- _Exercise data_
◆ ◆ ◆

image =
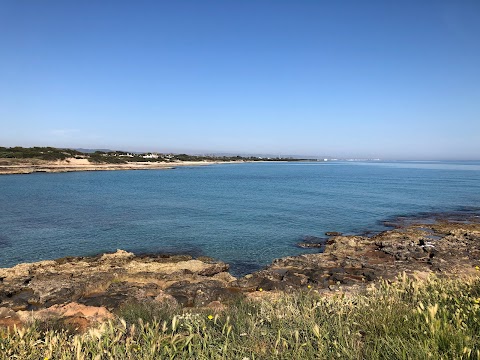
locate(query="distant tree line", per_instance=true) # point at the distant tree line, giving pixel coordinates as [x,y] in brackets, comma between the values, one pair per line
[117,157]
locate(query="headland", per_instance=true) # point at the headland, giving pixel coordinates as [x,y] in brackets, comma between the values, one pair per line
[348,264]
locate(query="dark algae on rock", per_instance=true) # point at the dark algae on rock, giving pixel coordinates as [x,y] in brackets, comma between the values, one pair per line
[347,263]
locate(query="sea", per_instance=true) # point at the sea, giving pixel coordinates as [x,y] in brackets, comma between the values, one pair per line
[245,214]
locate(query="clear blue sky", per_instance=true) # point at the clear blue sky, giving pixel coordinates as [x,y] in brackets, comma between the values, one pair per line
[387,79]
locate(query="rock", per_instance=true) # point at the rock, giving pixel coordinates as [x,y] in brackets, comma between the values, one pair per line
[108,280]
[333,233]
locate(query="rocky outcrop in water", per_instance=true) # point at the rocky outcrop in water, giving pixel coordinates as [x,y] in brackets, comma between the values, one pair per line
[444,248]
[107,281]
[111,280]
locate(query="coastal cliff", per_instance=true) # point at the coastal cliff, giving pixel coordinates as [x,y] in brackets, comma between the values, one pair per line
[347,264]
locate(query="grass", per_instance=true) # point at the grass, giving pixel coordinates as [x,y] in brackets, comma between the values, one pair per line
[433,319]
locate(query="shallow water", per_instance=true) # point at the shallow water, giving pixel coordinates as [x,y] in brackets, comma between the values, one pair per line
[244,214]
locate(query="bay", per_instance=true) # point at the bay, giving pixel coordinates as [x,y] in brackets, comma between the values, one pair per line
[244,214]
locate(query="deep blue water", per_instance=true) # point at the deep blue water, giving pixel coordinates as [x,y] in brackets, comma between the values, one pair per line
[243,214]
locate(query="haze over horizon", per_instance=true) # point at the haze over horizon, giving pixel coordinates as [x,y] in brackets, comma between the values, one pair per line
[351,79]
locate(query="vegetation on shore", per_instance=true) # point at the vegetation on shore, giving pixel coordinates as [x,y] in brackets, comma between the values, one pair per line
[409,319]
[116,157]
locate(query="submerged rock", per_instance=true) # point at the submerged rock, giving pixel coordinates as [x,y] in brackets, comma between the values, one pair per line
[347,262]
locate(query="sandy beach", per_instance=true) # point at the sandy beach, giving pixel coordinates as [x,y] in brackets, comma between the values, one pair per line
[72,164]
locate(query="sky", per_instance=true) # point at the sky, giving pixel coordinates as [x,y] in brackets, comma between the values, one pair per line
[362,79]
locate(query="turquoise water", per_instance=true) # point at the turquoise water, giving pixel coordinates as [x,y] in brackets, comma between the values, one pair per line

◆ ◆ ◆

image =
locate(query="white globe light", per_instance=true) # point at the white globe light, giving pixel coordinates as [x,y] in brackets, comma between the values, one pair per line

◆ ◆ ◆

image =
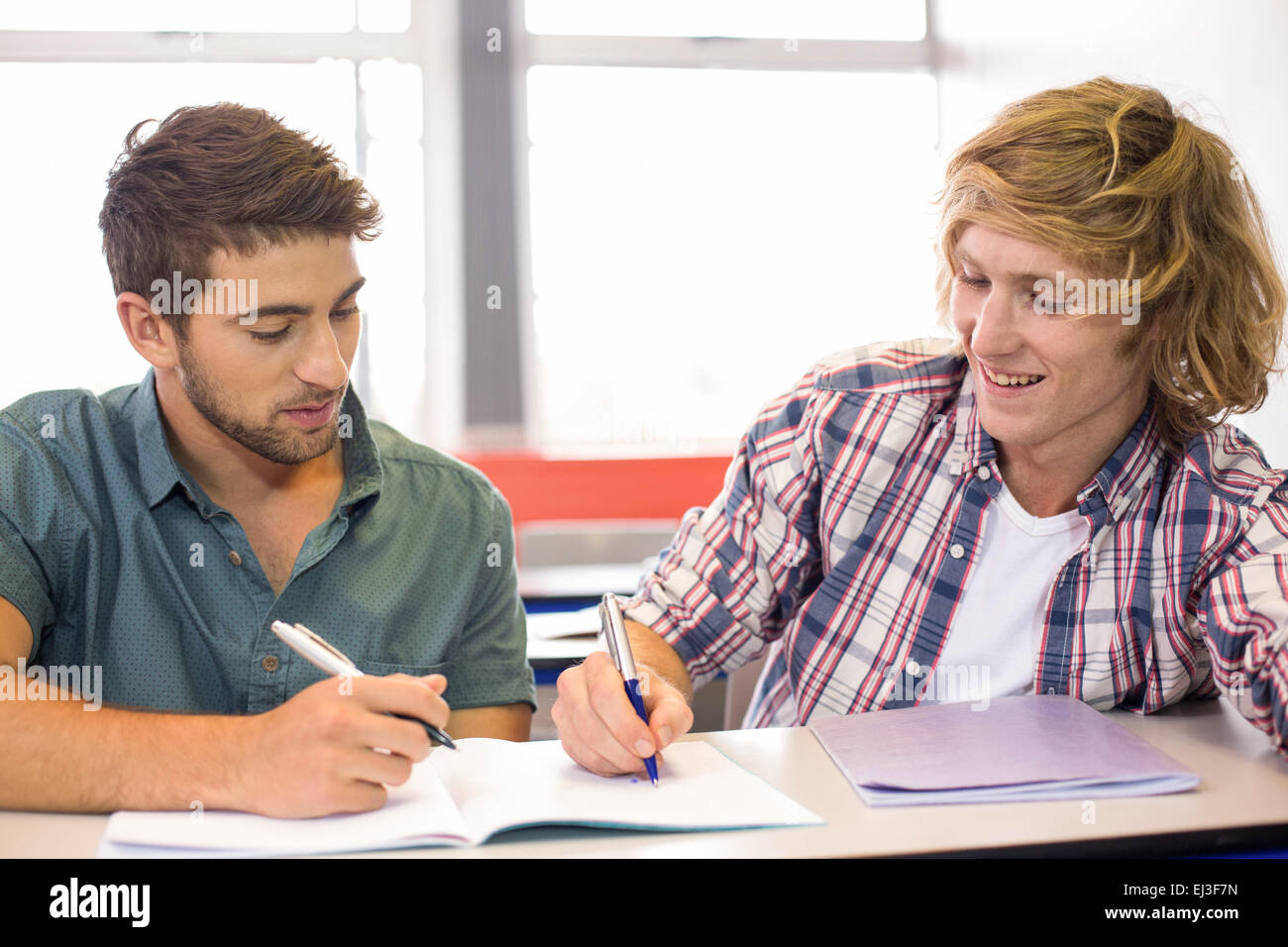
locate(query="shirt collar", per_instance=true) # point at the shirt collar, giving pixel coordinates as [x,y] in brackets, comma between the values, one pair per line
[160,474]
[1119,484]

◆ ◆ ◆

- _What you will do_
Going back over the entries above, copy word for word every line from the one that has "at the coastal" on through the one that has "at the turquoise".

- _Exercise solution_
locate(query="coastal cliff", per_instance=true) # point at the coastal cliff, giving pixel coordinates as [x,y] in brackets, comma between the values, one pair per line
[347,264]
locate(query="grass", per_instance=true) # point at the grass, giving pixel coordinates as [x,y] in brackets, comma between the values, one pair per line
[433,319]
locate(query="shallow water", per_instance=true) # point at the shallow water, giving pixel coordinates as [x,y] in brackets, comma between the values, one pair per line
[244,214]
locate(query="bay", per_instance=true) # point at the bay, giving pixel coordinates as [x,y] in brackets, comma between the values, one pair per line
[244,214]
locate(query="deep blue water", per_instance=true) # point at the deep blue water, giving pixel coordinates as [x,y] in brackets, comma between the values, one pair per line
[243,214]
locate(query="haze over horizon", per_instance=true) # point at the haze over horizon, giving pixel coordinates as [x,y] in brackets, comma between the values, one pair per line
[351,79]
locate(query="vegetation on shore", per_instance=true) # point at the vegetation on shore, giving pixel coordinates as [x,y] in brackets, comma between the values, one pair per line
[409,319]
[116,157]
locate(query="submerged rock", per_instance=true) # point at the submerged rock, giving pixel coordinates as [x,y] in brackets, comma between the values, one pair per line
[347,262]
locate(query="sandy beach", per_instance=true) # point at the sandy beach, giving pixel coordinates as [x,y] in brackets, comma between the values, one pair per line
[72,164]
locate(query="sky", per_instance=true) # point at the sky, giving pixel coordinates as [x,y] in brackets, comma between the values, one pair per line
[362,79]
locate(query="turquoise water", per_instance=true) # point at the turquoise water, giving pixel coordinates as [x,y] in brackets, comma between the values, one pair per line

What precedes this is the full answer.